EXTRACT -
__________

The models were trained on sequences of 8,192 tokens using document-level masking to prevent self-attention from crossing document boundaries. An important finding from the training process was that model performance continued to improve log-linearly well beyond the Chinchilla-optimal compute allocation. While the Chinchilla-optimal amount of training data for an 8B parameter model is roughly 200 billion tokens, Meta observed continued gains when training on two orders of magnitude more data (15 trillion tokens), which informed their decision to overtrain the smaller models significantly [1]. The same logic applied at the largest scale: compute-optimal scaling laws would have suggested a smaller dataset for a 405B parameter model, but Meta deliberately overtrained to improve inference-time efficiency, since serving costs scale with parameter count rather than with the original training token budget.

Meta reported location-based CO2 emissions of approximately 11,390 metric tons for the LLaMA 3.1 family and 12.9 metric tons for the LLaMA 3.3 70B fine-tuning run, with a market-based net of zero achieved by matching electricity consumption with renewable energy purchases [16][7].

post-training

Instruct-tuned variants of all LLaMA 3 models underwent supervised fine-tuning on publicly available instruction datasets along with over 10 million human-annotated examples. Post-training also included reinforcement learning from human feedback (RLHF) using rejection sampling and direct preference optimization (DPO) to align model outputs with human preferences.

The post-training pipeline followed multiple iterative rounds. In each round, the model was first fine-tuned on curated instruction data (SFT), then improved through rejection sampling (RS) where the model generated multiple candidate responses and a reward model selected the best ones, and finally refined through DPO where the model learned to prefer higher-quality outputs over lower-quality alternatives [3]. This iterative approach allowed each round to build on the improvements of the previous round, progressively improving both helpfulness and safety. Several rounds also incorporated synthetic data generation, using earlier checkpoints to bootstrap higher quality instruction data for later rounds.

Meta diverged from the prevailing PPO-based RLHF approach used by OpenAI and others, opting for a simpler combination of rejection sampling plus DPO. Internal experiments showed comparable or better quality with substantially less training compute and better stability, which the team credited as one reason the post-training stack scaled cleanly from 8B to 405B [3]. A reward model trained on a mix of public preference datasets and Meta's own human comparison annotations served as the scorer for rejection sampling. The team explicitly avoided training a separate reward model for safety, instead relying on the same general reward model with safety-specific preference data injected into the mix.

For LLaMA 3.3, the fine-tuning data was further expanded to over 25 million synthetically generated examples, reflecting Meta's growing investment in synthetic data generation as a post-training technique [7]. The synthetic data generation pipeline used the larger 405B teacher to create candidate prompts and responses across math, code, instruction following, and tool use, with LLM-based classifiers filtering out low-quality completions before adding them to the SFT mix.

__________

TASKS TO COMPLETE -
1) Reproduce word for word the part of the LLaMA 3 training passage that opens with the words containing "Meta reported location-based" and closes with "energy purchases [16][7].".
2) According to the LLaMA 3 training passage, how many synthetically generated examples did the fine-tuning data for LLaMA 3.3 contain?

__________

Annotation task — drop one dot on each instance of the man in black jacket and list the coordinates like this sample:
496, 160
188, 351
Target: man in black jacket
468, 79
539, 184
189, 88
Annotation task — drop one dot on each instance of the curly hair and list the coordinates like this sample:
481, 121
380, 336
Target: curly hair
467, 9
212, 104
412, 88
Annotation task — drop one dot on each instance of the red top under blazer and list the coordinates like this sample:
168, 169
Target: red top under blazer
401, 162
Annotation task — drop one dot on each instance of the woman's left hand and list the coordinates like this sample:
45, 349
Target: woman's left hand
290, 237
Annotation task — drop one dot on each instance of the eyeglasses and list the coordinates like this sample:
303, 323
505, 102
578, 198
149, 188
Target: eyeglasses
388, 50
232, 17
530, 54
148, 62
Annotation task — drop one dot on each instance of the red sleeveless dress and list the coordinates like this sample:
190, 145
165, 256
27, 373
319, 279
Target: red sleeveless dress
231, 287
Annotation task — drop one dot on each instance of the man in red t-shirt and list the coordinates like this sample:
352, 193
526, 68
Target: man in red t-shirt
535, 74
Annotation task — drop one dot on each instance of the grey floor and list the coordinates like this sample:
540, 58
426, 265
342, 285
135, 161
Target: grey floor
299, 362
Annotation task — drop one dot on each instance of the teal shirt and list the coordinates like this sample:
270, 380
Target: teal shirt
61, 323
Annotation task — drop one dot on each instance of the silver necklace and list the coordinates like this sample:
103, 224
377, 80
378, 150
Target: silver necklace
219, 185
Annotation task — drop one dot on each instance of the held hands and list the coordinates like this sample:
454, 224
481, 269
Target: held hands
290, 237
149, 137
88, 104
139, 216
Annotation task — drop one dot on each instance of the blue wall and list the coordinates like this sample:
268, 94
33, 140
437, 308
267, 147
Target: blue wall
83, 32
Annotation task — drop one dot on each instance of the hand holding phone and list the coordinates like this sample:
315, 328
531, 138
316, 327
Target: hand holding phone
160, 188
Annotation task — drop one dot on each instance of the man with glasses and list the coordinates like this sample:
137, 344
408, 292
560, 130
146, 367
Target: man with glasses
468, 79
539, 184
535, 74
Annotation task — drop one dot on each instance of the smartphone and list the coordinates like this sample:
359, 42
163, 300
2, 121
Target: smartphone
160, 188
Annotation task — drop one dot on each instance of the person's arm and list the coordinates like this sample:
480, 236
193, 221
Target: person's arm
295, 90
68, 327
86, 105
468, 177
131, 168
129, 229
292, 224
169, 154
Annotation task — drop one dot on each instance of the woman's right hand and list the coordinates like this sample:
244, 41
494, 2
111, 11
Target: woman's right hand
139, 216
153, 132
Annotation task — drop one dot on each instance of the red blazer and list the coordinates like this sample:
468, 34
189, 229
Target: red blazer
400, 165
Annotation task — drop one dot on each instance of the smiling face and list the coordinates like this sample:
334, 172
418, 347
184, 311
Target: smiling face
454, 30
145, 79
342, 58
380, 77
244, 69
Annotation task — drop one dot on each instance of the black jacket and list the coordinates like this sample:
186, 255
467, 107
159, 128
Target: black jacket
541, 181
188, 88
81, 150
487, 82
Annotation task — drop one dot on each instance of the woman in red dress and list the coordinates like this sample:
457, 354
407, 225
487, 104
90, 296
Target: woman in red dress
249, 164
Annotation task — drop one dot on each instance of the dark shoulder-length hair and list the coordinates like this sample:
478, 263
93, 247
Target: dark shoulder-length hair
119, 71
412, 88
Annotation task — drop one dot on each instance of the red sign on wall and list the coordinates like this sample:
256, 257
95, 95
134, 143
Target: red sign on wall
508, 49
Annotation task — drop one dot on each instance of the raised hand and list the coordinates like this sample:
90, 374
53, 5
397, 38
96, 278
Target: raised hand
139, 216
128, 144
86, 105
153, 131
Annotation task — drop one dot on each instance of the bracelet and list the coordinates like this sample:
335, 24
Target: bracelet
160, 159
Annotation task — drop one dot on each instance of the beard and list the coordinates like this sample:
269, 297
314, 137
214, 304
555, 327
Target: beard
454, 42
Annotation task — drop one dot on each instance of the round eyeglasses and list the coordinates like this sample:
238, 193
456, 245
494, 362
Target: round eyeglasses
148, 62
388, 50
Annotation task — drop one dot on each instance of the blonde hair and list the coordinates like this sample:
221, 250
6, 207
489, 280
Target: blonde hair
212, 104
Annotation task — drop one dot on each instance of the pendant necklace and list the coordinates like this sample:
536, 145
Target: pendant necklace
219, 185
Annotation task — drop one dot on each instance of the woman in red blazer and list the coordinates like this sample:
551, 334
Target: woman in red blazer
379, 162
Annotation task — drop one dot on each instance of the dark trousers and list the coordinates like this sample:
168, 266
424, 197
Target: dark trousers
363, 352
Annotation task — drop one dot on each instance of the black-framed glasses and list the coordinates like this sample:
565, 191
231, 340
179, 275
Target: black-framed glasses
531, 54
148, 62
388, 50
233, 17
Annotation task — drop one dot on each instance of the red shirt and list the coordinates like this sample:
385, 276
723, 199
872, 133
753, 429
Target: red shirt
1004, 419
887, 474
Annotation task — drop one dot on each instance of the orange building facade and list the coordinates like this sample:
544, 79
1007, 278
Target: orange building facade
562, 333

__________

YOUR WRITTEN ANSWERS -
1)
Meta reported location-based CO2 emissions of approximately 11,390 metric tons for the LLaMA 3.1 family and 12.9 metric tons for the LLaMA 3.3 70B fine-tuning run, with a market-based net of zero achieved by matching electricity consumption with renewable energy purchases [16][7].

2) Over 25 million.